- **Text block**:
+--
What many people like about home care is that it allows a patient to recover in the comfort and security of her own home. Patients receive individualized care designed to meet their specific needs. In many cases, home care delays the need for families to place an elderly loved one in a nursing care facility. Maintaining independence is another primary advantage that home health services offer.



Although this alternative gives an individual and his family more control over the type of care received, for a home care program to work successfully, someone must be responsible for finding and coordinating the needed services, along with figuring the costs.



On the opposite side of the argument, although some people do better in familiar surroundings, other individuals may end up being isolated and spend most of their time sleeping in bed. In these cases, a senior community setting such as an assisted living facility or nursing home might actually be a better option.

Quality of Care

Another primary advantage of home care is that a person gets one-on-one attention, something she would not receive as a resident in a hospital or nursing facility. In a nursing facility, a single staff person is often responsible for caring for 10 or more residents.



On the other hand, unlike licensed nursing facilities, which are regulated by state and federal law, home care is basically an unregulated industry. If no family members are near to monitor an agency's staff, individuals who live alone are more vulnerable to potential abuse and neglect by caregivers.

Family Participation

Help from friends and family is another reason why some people choose home care. Family members can be actively involved in a loved one's care, and caring for the person in his own home environment allows for more flexibility. This may make it easier to develop a daily routine that works for everyone. Then again, family caregivers who do not get enough support and respite from others can burn out quickly. It can also be difficult to handle medical emergencies at home.
+--
- **Study material**:
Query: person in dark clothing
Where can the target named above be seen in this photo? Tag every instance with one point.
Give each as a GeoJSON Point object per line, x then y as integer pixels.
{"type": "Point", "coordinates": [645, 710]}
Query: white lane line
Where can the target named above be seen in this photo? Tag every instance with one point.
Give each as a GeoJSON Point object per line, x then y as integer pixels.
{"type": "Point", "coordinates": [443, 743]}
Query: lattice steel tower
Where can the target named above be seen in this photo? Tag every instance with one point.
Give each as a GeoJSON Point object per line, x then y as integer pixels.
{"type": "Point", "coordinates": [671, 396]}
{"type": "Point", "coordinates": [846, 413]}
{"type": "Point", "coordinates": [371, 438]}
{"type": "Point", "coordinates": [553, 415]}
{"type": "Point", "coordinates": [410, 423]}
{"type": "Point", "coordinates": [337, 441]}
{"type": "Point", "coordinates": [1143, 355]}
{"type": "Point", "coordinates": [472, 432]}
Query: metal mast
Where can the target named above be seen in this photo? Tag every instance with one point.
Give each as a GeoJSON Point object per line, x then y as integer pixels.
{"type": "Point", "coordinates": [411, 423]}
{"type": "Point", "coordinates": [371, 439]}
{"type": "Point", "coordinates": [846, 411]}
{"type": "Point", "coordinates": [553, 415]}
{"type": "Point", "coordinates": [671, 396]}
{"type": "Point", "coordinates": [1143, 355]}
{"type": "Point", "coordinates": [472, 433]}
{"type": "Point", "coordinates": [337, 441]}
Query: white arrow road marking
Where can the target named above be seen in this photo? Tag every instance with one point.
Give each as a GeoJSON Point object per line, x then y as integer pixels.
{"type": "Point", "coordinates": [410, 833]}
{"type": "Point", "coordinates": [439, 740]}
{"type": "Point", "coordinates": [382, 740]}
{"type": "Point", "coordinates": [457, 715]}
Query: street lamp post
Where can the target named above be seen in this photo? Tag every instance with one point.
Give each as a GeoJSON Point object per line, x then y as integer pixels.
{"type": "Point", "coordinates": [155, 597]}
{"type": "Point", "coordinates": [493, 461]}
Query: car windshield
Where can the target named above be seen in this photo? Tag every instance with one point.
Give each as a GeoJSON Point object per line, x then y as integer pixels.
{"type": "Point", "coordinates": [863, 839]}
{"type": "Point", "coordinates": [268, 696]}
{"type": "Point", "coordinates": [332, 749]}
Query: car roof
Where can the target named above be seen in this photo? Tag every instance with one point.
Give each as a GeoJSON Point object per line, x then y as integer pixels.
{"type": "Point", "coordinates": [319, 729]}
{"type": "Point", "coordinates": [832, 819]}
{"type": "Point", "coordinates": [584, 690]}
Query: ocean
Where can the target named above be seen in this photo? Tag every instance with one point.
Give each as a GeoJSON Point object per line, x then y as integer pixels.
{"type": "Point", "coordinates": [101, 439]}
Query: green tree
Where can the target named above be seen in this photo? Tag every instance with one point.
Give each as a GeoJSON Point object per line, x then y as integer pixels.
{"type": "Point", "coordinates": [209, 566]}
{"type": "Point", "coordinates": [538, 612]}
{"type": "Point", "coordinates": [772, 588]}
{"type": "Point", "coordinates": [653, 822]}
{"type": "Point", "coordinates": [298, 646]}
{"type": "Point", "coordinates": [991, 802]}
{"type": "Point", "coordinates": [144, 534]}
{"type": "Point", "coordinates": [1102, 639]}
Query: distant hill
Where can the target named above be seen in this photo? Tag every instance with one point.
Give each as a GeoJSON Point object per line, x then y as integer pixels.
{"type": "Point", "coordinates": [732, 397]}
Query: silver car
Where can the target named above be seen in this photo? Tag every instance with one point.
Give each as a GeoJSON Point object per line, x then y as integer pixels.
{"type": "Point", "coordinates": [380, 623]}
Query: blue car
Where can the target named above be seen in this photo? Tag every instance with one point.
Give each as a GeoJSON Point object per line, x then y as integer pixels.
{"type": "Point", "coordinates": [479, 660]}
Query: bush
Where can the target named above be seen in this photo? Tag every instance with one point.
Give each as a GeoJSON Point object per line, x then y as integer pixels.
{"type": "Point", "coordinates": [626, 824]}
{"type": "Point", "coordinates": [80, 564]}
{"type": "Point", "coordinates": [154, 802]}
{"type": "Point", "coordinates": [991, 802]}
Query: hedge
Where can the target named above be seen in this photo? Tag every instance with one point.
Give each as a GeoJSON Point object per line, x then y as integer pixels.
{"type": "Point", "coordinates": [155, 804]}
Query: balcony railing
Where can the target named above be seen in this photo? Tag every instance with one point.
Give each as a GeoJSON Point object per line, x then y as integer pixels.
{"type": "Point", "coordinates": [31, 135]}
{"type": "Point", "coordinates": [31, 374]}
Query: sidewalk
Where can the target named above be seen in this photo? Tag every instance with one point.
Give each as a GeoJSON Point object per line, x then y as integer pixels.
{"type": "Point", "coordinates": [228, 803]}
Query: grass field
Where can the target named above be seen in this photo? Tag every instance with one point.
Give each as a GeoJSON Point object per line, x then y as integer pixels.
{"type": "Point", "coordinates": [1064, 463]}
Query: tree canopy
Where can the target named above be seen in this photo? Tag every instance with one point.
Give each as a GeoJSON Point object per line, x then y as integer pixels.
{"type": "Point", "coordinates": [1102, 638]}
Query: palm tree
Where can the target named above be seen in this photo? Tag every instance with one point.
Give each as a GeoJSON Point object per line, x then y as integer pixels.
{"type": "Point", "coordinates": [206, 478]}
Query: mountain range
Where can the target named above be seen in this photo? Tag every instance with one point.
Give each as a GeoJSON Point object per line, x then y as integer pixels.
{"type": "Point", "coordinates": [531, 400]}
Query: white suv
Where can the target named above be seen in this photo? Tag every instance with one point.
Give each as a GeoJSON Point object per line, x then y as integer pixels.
+--
- **Questions**:
1 – Retype the part of the text on home care from "On the other" up to and including "neglect by caregivers.".
2 – Continue the text on home care from the point where it stops.

- **Answers provided**:
1 –
On the other hand, unlike licensed nursing facilities, which are regulated by state and federal law, home care is basically an unregulated industry. If no family members are near to monitor an agency's staff, individuals who live alone are more vulnerable to potential abuse and neglect by caregivers.

2 –
Limited Choices

Even if your doctor indicates that you or a loved one needs home health care, your choices in which agency to use may be limited by the availability of caregivers employed by the agency or by the type of your health insurance coverage. For instance, most managed care plans require that you receive home health care services from an agency with which they have a contract.

Patient Rights

According to the U.S. Department of Health and Human Services, if you select a Medicare-approved home health agency to provide home health care services, you are entitled to certain rights. A major advantage is that the health care agency must give you a copy of your care plan, outlining the types of services to be delivered, as well as how often you can expect to receive those services.



In addition, home health agency staff must treat your personal property with respect. If not, you have the right to complain to the agency or a State Survey Agency. This is also the procedure if you do not receive treatment according to your care plan or if an agency staff member acts disrespectful toward you. Finally, you have the right to have a family member or other guardian act on your behalf if you are unable to do so.